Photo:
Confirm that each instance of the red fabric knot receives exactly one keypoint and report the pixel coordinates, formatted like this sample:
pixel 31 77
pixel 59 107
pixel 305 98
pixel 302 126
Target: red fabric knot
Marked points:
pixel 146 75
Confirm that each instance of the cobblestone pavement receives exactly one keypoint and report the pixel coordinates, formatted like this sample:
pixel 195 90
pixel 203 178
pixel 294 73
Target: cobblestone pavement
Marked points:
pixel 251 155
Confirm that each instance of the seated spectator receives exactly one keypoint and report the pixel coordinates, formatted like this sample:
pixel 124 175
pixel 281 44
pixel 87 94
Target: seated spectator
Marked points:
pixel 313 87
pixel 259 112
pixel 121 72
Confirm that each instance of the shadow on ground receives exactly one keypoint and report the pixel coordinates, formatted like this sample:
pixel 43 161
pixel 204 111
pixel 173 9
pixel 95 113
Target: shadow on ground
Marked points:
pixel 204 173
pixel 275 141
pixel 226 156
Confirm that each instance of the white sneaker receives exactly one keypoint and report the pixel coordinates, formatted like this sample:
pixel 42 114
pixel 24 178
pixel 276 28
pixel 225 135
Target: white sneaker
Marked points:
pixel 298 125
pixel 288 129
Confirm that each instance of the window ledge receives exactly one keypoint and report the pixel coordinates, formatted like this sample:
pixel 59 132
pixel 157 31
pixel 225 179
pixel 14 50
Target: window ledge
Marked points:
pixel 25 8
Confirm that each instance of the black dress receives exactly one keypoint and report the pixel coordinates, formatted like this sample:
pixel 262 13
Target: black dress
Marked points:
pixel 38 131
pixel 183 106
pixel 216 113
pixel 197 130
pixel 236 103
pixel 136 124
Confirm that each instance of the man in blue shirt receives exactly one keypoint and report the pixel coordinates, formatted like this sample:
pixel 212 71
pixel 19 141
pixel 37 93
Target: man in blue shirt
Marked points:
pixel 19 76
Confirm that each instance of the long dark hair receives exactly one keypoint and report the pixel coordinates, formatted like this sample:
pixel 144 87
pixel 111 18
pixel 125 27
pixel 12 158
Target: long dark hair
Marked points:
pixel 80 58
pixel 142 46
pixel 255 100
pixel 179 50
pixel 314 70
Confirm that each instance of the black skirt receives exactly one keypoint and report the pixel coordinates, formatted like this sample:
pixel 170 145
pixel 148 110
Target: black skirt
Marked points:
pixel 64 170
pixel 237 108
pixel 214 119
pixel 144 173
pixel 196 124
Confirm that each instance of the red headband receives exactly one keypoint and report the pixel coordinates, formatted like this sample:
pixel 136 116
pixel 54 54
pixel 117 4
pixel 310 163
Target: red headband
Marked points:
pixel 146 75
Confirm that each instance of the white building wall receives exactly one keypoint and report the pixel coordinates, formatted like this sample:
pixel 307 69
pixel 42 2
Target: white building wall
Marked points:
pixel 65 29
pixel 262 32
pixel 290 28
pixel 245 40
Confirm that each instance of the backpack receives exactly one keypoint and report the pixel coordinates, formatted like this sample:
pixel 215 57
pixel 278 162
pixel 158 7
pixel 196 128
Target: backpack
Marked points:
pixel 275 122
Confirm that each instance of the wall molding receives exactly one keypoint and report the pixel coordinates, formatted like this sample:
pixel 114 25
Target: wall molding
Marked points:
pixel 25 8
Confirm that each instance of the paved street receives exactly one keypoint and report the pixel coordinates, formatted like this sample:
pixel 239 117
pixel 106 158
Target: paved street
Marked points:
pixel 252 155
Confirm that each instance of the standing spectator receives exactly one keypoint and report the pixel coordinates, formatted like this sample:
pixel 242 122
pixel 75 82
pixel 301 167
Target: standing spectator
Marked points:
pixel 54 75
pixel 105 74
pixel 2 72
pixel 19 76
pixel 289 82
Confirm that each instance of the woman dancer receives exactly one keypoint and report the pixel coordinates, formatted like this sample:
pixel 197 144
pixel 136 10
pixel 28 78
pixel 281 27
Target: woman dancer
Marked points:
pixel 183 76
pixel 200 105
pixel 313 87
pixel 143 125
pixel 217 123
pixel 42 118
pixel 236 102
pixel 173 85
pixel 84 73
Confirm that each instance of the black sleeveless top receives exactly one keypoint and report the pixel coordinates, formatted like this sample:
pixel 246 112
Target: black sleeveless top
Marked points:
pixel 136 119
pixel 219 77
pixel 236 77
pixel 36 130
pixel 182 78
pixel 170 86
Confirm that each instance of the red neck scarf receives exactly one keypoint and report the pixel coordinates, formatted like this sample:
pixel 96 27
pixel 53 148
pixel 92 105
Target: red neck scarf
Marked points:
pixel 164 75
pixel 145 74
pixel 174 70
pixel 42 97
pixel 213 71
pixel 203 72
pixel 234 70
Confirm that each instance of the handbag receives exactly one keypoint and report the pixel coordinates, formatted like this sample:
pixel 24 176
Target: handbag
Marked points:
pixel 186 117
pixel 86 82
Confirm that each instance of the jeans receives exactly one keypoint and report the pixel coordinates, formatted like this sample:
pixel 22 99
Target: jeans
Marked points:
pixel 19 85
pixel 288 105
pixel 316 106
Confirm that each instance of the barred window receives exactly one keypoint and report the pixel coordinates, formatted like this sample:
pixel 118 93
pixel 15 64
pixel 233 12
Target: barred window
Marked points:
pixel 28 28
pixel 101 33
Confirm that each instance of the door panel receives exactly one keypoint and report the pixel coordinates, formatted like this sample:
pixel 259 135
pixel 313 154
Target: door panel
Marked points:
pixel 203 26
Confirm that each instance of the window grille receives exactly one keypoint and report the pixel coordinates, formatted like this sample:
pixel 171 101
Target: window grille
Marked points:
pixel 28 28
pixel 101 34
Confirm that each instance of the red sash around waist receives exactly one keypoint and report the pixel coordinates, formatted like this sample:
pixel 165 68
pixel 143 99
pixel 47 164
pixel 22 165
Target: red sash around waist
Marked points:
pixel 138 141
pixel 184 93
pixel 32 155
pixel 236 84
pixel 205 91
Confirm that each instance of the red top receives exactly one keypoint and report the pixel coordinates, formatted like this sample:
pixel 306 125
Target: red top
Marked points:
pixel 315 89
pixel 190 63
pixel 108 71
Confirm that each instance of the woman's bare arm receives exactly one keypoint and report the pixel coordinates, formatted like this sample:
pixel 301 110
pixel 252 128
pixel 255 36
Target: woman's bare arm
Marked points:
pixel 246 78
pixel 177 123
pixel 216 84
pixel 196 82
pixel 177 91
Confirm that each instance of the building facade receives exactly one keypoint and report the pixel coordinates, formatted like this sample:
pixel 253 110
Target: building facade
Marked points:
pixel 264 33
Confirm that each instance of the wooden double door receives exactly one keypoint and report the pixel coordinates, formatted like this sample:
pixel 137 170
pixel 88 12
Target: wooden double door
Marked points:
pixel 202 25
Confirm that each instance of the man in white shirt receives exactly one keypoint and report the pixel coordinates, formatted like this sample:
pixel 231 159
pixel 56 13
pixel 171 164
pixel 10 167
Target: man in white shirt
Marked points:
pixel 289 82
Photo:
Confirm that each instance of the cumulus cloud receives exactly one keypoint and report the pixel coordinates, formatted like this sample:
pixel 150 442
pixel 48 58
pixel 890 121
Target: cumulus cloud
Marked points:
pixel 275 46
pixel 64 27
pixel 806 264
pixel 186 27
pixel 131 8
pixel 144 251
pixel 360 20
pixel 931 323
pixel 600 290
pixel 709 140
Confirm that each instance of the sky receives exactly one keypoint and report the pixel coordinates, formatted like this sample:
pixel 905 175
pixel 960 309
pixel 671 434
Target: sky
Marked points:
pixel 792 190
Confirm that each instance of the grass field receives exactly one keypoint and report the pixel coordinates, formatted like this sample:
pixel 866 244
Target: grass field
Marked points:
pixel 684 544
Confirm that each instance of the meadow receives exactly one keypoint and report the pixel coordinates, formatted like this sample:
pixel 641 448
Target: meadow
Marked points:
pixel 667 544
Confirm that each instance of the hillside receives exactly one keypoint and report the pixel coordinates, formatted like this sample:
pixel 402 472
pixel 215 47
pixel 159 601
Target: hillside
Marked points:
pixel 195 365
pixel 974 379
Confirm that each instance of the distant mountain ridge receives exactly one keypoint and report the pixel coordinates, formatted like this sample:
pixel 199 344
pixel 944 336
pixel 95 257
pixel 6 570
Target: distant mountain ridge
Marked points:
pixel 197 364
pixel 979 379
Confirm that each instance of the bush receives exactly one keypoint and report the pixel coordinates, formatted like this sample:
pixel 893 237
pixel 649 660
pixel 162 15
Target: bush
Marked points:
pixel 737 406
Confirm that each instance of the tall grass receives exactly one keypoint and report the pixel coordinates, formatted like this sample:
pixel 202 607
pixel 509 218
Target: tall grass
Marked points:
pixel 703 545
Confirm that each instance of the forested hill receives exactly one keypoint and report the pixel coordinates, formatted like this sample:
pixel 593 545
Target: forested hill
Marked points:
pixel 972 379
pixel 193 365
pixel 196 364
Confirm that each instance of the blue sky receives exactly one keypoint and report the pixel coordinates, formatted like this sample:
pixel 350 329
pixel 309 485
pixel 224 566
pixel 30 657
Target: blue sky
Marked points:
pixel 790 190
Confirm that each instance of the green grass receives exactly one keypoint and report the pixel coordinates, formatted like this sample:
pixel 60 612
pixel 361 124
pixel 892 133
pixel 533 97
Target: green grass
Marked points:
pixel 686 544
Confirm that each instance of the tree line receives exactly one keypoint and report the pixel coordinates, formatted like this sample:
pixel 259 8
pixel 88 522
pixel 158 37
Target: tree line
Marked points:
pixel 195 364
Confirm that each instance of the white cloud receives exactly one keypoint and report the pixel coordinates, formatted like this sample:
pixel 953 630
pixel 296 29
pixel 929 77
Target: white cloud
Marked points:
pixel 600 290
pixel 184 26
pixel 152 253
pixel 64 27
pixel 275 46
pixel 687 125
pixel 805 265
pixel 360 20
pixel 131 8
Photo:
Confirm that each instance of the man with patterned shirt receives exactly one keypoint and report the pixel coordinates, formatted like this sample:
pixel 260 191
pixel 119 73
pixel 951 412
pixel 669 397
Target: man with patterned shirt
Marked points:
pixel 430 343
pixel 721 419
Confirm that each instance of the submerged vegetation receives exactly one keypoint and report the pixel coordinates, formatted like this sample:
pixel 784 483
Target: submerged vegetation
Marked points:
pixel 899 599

◆ ◆ ◆ ◆ ◆ ◆ ◆

• **Exercise requirements**:
Retype only the stretch of lines above starting at the one with "pixel 310 163" and stopping at the one with "Target: backpack", exactly as written, with both kept.

• **Reply to the exercise**:
pixel 310 163
Target: red headband
Marked points:
pixel 146 75
Confirm that each instance of the white building wall receives exactly one keypoint and report the pixel coordinates, formatted like this sample:
pixel 307 69
pixel 42 2
Target: white building wall
Marked points:
pixel 65 29
pixel 262 32
pixel 290 28
pixel 245 40
Confirm that each instance of the backpack receives exactly one keypoint and report the pixel coordinates, formatted like this sample:
pixel 215 57
pixel 278 162
pixel 158 7
pixel 196 128
Target: backpack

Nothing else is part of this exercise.